Exercise description ->
Would you set down every entry shown below, precisely as written?
— START Data for the task —
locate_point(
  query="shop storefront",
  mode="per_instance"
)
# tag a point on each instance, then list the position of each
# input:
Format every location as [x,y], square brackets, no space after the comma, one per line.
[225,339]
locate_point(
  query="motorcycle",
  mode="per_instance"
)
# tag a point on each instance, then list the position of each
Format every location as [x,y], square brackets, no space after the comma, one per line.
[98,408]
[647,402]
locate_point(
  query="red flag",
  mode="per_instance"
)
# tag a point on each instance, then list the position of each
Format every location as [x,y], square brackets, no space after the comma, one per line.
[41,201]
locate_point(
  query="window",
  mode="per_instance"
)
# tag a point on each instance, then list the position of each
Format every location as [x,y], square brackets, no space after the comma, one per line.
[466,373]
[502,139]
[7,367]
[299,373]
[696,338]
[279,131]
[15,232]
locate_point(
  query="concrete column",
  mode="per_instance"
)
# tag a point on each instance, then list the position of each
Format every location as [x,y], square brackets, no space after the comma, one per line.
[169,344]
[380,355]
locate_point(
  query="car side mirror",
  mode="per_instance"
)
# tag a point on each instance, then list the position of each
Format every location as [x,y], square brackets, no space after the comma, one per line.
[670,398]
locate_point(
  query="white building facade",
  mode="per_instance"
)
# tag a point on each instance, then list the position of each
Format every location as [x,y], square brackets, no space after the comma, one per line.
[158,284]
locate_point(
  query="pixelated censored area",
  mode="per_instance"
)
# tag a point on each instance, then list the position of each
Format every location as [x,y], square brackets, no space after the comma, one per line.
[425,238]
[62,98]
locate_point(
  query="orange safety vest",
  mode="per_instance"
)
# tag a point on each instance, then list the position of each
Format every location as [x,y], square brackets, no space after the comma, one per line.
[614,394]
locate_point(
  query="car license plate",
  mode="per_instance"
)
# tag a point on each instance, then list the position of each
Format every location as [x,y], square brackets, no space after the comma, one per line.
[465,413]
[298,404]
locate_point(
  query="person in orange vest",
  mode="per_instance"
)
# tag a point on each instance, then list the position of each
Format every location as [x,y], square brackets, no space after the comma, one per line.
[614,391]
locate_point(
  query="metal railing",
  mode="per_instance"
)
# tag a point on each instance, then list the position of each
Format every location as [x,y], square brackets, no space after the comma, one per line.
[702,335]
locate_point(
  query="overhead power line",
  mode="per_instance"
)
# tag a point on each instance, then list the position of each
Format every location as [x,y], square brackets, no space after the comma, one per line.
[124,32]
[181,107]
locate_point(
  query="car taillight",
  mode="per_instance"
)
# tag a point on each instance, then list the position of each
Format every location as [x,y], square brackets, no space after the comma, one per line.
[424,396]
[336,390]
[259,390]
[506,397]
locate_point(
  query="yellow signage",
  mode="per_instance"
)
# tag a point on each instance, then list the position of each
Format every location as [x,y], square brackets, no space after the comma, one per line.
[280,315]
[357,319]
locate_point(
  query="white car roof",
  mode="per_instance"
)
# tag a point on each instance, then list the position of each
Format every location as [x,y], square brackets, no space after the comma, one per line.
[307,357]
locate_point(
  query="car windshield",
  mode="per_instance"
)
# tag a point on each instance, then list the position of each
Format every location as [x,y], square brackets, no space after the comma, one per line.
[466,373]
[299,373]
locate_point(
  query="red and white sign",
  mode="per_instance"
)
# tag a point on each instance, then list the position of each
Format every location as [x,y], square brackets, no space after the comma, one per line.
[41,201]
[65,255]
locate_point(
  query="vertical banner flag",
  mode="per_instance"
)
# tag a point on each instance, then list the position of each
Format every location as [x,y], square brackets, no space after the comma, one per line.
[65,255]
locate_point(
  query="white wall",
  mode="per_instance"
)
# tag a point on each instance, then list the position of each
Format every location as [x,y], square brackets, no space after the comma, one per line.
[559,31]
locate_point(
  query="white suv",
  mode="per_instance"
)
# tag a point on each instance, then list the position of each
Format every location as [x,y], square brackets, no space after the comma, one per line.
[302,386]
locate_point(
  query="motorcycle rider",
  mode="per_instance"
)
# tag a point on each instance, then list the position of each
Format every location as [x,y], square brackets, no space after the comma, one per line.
— END Data for the task —
Complete response ->
locate_point(
  query="shop storefront",
  mode="per_instance"
)
# tag a point on each instance, then list the position of each
# input:
Format every location as [x,y], square brackets, no space after the comma, one per line.
[225,339]
locate_point(
  query="motorcycle",
  mode="per_instance"
)
# tag a point on each instance, then list the position of each
Format every location as [x,y], square brackets, no space after the comma, one per line.
[98,408]
[647,402]
locate_point(
  query="red flag",
  mode="per_instance"
)
# tag a point on each instance, then list the position of each
Format every location as [x,y], square brackets, no space after the comma, one per line.
[41,201]
locate_point(
  query="window",
  mode="per_instance"
)
# tag a point on each instance, then list the position of each
Format every location as [x,y], square brackets, no space after the comma, one per line.
[466,373]
[502,139]
[7,367]
[299,373]
[696,338]
[279,131]
[15,232]
locate_point(
  query="concrete column",
  mode="per_instance"
)
# tag a point on each instance, then list the position of each
Format every location as [x,y], square brackets, no space after the comma, one per line.
[169,344]
[380,355]
locate_point(
  query="car side mirror",
  mode="per_instance"
)
# tag a point on each instance, then list the position of each
Format every location as [x,y], square brackets, no space after the comma, one per line.
[670,398]
locate_point(
  query="white building facade",
  mode="per_instance"
)
# tag a point on each instance, then list the position of each
Format every location as [x,y], square brackets, no space after the comma, one per line.
[158,284]
locate_point(
  query="pixelated censored area",
  mode="per_instance"
)
# tag a point on each instance, then list the position of each
Format every location as [x,y], square brackets, no space after the comma, one per line.
[425,238]
[62,98]
locate_point(
  query="orange safety vest",
  mode="per_instance"
)
# tag a point on each instance, then list the position of each
Format every location as [x,y], square brackets, no space after the comma, one per line.
[614,394]
locate_point(
  query="car license plate",
  mode="per_instance"
)
# tag a point on each instance, then list the position of each
Format every location as [x,y], square brackets, no space after the comma, one per line.
[465,413]
[298,404]
locate_point(
  query="person in orange vest",
  mode="per_instance"
)
# tag a point on each instance, then list the position of each
Format every location as [x,y], square brackets, no space after the comma, one per line.
[614,391]
locate_point(
  query="metal railing",
  mode="per_instance"
)
# tag a point on each instance, then list the position of each
Format every location as [x,y], square brackets, no space after the comma, one per line.
[702,335]
locate_point(
  query="overhead power line",
  mode="per_instance"
)
# tag a point on each instance, then list the position of each
Format every location as [x,y], square brackets, no space after the comma, one per line.
[124,32]
[181,107]
locate_point(
  query="car taillight",
  mode="per_instance"
)
# tag a point on each instance, then list the position of each
Format every location as [x,y], square brackets, no space after the comma, one per line.
[424,396]
[336,390]
[259,390]
[506,397]
locate_point(
  query="yellow signage",
  mode="per_instance"
)
# tag a point on each instance, then list the position of each
Format every location as [x,y], square brackets, no space after the comma, one per line.
[280,315]
[357,319]
locate_point(
  query="white car roof",
  mode="per_instance"
)
# tag a point on each instance, then list the position of each
Format every location as [x,y], square brackets, no space after the comma, one per line.
[307,357]
locate_point(
  query="car windshield",
  mode="per_instance"
)
# tag a point on each instance, then list the position of each
Format every location as [x,y], square brackets, no space after the comma, one per line.
[466,373]
[299,373]
locate_point(
  query="red and white sign",
  mode="per_instance"
)
# tag a point on each instance, then list the position of each
Format every location as [x,y], square brackets, no space after the comma, one per line.
[41,201]
[65,255]
locate_point(
  query="vertical banner flag",
  mode="per_instance"
)
# tag a point on each instance, then list the position of each
Format every location as [x,y], square brackets, no space after the comma, one per line.
[65,255]
locate_point(
  query="white wall",
  mode="per_instance"
)
# tag a point on each instance, then list the position of each
Format every location as [x,y], square brackets, no space after the comma, one per line.
[559,31]
locate_point(
  query="white suv",
  mode="per_instance"
)
# tag a point on each instance, then list the position of each
Format every location as [x,y], square brackets, no space after the comma, one per line.
[302,386]
locate_point(
  query="motorcycle rider",
  mode="per_instance"
)
# tag a point on each instance, then list the position of each
Format every location as [x,y], square brackets, no space after the comma, one per line.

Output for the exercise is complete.